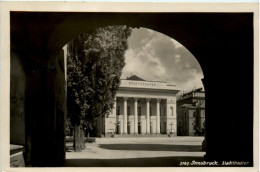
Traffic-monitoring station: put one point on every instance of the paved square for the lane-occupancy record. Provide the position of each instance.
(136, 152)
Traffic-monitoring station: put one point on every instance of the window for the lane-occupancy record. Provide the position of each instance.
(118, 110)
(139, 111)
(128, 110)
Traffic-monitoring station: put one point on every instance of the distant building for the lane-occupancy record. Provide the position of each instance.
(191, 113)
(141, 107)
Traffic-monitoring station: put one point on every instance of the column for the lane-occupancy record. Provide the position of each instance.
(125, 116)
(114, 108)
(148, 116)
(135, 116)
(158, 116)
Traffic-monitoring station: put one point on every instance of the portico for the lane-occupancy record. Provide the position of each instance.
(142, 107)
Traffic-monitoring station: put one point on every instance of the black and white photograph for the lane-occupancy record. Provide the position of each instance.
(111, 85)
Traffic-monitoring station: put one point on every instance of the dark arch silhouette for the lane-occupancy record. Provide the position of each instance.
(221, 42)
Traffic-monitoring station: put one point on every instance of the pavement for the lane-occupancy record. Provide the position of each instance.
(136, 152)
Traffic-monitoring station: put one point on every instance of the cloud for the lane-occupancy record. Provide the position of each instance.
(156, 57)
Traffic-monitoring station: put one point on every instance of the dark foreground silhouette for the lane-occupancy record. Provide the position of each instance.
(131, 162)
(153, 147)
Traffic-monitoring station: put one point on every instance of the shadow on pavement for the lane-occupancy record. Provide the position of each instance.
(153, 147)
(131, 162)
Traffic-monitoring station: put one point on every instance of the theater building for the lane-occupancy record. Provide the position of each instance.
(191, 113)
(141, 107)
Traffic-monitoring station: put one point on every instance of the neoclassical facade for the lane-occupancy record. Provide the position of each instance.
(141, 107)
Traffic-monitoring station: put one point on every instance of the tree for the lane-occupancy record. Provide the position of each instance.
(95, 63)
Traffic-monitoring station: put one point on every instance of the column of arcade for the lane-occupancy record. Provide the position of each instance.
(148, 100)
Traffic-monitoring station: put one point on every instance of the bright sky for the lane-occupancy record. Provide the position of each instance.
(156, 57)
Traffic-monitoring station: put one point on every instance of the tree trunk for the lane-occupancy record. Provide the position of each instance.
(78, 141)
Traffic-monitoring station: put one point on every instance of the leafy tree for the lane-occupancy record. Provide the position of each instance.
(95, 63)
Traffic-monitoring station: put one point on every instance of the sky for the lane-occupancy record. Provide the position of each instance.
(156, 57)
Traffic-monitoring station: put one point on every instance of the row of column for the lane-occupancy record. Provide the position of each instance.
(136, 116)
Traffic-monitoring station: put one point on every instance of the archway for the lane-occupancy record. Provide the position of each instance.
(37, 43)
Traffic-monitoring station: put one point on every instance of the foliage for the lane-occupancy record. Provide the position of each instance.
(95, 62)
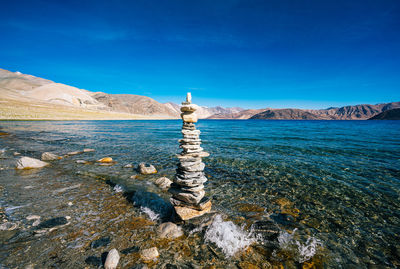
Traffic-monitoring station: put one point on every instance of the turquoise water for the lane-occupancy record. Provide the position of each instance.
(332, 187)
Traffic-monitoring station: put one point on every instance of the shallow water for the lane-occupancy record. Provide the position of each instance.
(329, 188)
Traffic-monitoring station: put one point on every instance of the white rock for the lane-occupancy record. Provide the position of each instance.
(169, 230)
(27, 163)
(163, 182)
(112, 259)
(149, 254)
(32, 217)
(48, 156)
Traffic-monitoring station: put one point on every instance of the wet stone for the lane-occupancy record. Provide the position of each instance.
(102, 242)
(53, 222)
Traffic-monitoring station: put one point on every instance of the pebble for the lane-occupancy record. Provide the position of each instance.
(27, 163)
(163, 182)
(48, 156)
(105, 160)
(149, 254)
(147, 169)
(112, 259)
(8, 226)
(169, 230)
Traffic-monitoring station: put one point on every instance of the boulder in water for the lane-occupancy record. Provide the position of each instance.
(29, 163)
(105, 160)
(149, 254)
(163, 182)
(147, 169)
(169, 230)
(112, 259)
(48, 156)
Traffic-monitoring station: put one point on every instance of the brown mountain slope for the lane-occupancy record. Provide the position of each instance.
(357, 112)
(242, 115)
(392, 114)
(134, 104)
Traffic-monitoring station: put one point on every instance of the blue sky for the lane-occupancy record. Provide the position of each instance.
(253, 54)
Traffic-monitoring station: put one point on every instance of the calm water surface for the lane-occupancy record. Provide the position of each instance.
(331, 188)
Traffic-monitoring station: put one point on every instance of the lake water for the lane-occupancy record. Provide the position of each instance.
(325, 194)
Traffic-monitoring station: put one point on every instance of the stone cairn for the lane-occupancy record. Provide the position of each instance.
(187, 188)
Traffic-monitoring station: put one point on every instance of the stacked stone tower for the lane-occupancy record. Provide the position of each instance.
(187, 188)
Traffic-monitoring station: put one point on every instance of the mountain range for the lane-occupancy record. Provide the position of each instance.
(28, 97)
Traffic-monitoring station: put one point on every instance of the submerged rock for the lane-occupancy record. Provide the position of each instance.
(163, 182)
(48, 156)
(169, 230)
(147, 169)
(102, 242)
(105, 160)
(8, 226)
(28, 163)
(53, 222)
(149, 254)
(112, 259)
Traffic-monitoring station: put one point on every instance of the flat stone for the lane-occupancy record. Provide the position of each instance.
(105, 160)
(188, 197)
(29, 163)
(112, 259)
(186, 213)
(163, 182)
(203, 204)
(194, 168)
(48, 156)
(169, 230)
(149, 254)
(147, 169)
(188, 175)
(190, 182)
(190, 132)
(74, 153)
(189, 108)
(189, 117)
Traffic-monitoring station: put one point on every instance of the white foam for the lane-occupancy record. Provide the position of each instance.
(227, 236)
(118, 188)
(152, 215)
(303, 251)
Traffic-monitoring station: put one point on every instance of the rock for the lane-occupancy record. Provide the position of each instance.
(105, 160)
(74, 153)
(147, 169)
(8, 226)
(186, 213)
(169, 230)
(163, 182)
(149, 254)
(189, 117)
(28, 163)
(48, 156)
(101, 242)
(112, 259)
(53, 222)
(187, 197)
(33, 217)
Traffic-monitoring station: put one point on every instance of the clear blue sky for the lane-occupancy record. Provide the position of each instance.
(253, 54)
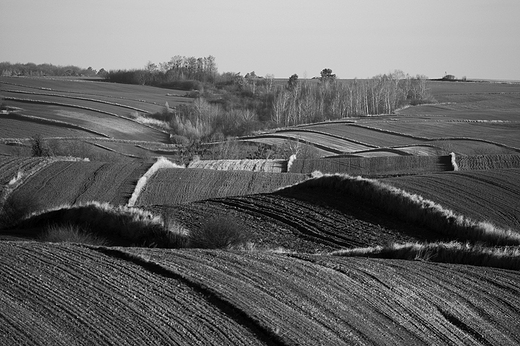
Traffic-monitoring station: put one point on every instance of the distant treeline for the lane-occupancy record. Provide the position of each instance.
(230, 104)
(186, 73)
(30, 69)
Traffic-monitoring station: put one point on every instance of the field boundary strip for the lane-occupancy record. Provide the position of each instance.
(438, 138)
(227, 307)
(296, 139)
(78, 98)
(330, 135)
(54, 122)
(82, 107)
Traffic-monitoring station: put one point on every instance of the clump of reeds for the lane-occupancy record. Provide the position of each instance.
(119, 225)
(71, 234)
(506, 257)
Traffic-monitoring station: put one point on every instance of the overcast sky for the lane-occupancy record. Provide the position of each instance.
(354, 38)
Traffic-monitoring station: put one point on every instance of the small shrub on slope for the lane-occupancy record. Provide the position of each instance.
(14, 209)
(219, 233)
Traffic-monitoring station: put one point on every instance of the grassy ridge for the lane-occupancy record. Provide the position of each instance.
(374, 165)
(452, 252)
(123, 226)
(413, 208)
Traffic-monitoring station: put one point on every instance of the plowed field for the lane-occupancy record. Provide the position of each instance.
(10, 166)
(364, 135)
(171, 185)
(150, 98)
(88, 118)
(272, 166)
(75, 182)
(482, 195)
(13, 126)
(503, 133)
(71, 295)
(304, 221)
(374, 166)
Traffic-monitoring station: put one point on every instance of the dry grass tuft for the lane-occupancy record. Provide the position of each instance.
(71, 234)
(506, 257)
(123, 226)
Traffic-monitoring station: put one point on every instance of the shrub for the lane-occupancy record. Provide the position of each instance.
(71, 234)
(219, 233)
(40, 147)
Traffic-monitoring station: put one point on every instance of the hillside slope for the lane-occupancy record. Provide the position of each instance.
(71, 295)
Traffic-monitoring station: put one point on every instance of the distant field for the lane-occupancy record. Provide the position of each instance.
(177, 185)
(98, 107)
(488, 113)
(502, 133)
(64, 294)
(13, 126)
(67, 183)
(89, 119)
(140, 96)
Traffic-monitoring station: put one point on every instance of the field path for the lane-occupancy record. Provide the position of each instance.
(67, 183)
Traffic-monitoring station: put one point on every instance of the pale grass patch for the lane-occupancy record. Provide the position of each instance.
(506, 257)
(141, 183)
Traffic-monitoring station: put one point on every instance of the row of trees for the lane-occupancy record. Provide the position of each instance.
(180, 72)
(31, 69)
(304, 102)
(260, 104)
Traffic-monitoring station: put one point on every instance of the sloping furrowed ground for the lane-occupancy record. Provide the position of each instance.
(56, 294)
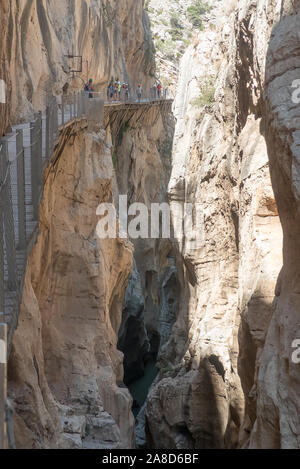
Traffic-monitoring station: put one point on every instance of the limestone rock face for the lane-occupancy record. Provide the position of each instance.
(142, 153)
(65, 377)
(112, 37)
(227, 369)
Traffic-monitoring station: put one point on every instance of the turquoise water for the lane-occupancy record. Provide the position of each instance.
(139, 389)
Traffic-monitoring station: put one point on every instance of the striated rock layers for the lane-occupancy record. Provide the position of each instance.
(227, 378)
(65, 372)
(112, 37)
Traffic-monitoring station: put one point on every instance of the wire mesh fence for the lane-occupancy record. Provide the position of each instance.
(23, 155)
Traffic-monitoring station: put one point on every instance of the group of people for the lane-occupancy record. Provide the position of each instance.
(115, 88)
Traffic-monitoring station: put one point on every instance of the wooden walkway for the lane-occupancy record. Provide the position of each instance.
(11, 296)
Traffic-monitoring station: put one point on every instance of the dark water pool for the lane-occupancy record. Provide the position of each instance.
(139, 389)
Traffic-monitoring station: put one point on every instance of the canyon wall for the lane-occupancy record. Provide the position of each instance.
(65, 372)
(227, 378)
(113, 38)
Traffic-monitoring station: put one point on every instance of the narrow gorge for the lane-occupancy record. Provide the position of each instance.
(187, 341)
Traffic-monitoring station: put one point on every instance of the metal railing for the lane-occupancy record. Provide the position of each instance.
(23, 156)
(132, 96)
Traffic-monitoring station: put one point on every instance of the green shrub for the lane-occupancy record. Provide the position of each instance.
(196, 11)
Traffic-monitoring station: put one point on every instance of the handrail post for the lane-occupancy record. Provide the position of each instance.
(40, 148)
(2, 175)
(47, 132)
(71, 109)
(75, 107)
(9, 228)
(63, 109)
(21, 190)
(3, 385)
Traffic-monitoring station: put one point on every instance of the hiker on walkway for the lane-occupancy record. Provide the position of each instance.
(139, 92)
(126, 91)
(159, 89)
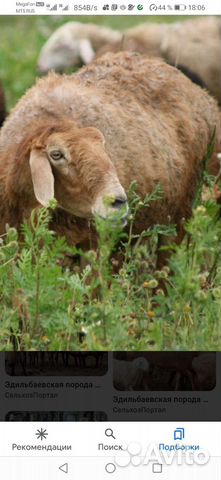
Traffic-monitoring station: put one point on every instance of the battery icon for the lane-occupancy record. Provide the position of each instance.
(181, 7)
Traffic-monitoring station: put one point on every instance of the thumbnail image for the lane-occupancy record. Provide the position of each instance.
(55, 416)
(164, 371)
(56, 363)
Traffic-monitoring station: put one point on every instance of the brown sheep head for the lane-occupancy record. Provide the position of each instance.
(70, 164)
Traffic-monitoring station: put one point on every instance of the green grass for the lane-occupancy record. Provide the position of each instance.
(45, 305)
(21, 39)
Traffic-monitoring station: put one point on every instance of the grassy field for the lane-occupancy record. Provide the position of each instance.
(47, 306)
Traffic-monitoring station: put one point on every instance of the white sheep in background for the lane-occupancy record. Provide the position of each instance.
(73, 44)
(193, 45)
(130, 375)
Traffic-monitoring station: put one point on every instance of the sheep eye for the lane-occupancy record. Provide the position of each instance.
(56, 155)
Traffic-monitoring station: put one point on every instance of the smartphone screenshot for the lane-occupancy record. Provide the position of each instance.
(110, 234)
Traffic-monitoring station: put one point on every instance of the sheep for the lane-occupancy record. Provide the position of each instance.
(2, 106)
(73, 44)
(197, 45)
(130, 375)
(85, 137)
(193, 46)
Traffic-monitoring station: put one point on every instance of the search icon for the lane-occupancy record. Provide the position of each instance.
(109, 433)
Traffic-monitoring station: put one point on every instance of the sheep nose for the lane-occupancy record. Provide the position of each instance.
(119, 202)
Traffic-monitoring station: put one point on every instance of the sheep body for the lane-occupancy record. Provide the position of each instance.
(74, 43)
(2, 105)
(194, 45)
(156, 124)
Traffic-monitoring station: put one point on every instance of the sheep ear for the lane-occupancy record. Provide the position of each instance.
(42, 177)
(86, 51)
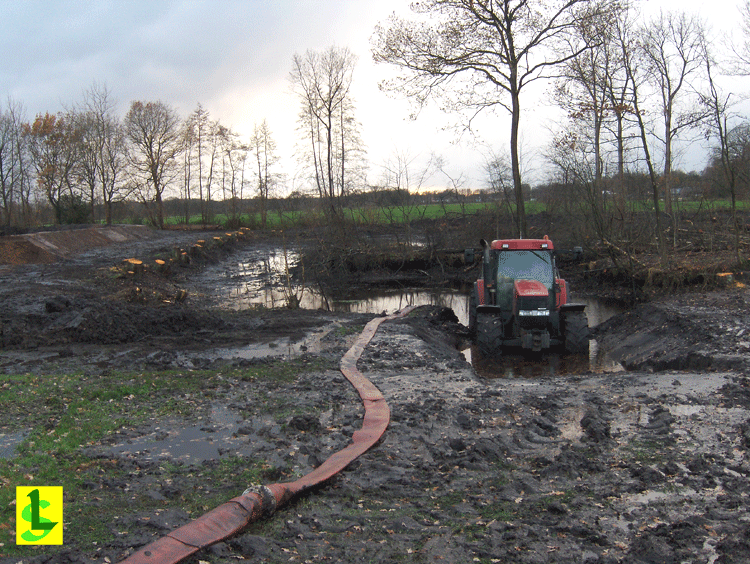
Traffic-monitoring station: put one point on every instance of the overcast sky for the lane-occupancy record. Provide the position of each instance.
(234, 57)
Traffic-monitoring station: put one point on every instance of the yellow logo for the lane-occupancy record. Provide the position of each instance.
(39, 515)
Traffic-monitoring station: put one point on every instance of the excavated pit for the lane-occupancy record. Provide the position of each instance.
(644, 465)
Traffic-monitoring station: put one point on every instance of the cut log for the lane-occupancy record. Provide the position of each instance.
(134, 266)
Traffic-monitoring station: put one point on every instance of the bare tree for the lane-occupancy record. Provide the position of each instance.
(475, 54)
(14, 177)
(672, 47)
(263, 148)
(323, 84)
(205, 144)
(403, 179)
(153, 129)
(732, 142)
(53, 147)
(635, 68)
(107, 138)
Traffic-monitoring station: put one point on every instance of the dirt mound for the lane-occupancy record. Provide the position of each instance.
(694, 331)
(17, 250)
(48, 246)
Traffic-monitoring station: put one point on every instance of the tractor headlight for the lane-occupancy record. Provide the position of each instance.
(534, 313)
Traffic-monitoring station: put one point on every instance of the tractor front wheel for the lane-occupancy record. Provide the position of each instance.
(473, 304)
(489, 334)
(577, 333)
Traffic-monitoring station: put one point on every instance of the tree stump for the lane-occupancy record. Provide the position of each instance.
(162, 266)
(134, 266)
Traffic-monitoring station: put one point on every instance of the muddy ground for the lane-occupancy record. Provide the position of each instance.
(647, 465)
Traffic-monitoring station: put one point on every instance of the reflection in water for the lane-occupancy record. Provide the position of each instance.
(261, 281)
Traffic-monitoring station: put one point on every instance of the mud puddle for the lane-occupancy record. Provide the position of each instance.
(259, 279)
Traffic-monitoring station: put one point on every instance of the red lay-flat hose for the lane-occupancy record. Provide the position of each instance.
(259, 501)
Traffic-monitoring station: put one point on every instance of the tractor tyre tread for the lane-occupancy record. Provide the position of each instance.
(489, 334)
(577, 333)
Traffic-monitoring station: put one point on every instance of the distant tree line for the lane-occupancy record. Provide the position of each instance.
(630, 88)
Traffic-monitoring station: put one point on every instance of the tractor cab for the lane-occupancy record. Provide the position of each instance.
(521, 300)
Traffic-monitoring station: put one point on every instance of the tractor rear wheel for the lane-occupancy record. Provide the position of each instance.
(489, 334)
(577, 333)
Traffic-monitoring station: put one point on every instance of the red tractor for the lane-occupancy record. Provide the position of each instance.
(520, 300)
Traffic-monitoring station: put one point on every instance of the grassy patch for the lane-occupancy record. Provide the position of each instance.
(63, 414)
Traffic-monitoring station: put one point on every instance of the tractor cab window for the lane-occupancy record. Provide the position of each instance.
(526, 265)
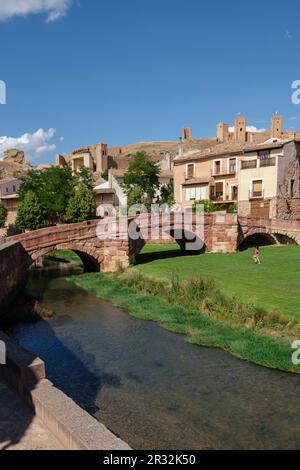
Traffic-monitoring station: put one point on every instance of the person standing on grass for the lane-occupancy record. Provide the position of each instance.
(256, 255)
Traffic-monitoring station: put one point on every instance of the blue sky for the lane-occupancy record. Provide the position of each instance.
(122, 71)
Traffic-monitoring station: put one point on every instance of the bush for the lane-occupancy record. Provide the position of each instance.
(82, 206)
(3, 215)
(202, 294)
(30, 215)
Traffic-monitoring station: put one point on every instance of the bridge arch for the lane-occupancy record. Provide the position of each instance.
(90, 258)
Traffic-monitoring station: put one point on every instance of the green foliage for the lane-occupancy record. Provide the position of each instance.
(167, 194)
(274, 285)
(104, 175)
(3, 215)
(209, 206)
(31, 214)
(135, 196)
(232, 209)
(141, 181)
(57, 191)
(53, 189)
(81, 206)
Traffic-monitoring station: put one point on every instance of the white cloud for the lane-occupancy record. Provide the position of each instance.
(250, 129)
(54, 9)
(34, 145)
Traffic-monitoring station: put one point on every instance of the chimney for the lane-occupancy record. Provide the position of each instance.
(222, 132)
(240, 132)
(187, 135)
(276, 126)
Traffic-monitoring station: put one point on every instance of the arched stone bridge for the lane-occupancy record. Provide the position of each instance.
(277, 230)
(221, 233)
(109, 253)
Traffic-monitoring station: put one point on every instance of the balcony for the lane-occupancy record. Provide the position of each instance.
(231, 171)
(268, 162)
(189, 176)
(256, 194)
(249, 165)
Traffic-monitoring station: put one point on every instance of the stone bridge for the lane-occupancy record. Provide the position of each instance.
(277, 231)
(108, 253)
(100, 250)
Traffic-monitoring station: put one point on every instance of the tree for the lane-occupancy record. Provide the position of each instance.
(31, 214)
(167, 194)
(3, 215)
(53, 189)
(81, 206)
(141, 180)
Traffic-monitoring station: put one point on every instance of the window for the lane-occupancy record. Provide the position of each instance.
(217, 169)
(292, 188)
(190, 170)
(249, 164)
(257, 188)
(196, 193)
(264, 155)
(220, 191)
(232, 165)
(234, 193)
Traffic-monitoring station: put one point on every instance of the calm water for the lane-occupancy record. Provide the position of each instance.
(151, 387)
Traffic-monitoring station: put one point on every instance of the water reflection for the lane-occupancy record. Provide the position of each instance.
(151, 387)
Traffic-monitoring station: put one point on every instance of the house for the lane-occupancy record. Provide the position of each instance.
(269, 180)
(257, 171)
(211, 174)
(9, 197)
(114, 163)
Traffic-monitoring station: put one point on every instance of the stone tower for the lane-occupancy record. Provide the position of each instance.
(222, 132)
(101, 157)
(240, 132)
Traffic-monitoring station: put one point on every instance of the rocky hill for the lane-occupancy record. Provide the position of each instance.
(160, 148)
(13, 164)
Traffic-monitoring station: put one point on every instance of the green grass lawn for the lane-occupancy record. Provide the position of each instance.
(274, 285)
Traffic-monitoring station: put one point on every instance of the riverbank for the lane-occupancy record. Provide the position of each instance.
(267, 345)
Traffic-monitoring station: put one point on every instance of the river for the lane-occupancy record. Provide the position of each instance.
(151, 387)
++++++++++++++++++++
*Exercise brief*
Would you quote, exactly and only, the lines from the one containing "calm water for" to the end of the entries?

*Reply to the exercise*
Traffic-monitoring station: put one point on every instance of the calm water for the lane-occupancy record. Provide the position of each instance.
(151, 387)
Traffic-monitoring station: put one point on every instance of the water reflection for the lane-occupancy record. Provide the position of each instance.
(151, 387)
Traffic-monitoring station: put one point on every instance of the house for the lane-occupancy record. Provide the position of each instance.
(269, 180)
(257, 171)
(211, 174)
(9, 197)
(114, 163)
Traffic-monitoring station: put one point on every instance of the stone tower for the lane-occupancy record. Provide the position of each instance.
(222, 132)
(101, 157)
(240, 132)
Traffic-monitoring station: put one point on every instance of the rocky hill for the lane-occupancy record. Provide the position of each instance.
(160, 148)
(13, 164)
Traffic-monitoring station: put one point on every instance of the green grass lawn for the lane-occupancy record. Provide the position of each instance.
(274, 285)
Traffic-monitoring station: put one point on every instance of the riverbank for the lane-occupancy record. Provide the position of each instance.
(267, 345)
Traffic-monitoring station: put one point on every instance of the river for the lane-occupancy record. Provide the position of each instance.
(151, 387)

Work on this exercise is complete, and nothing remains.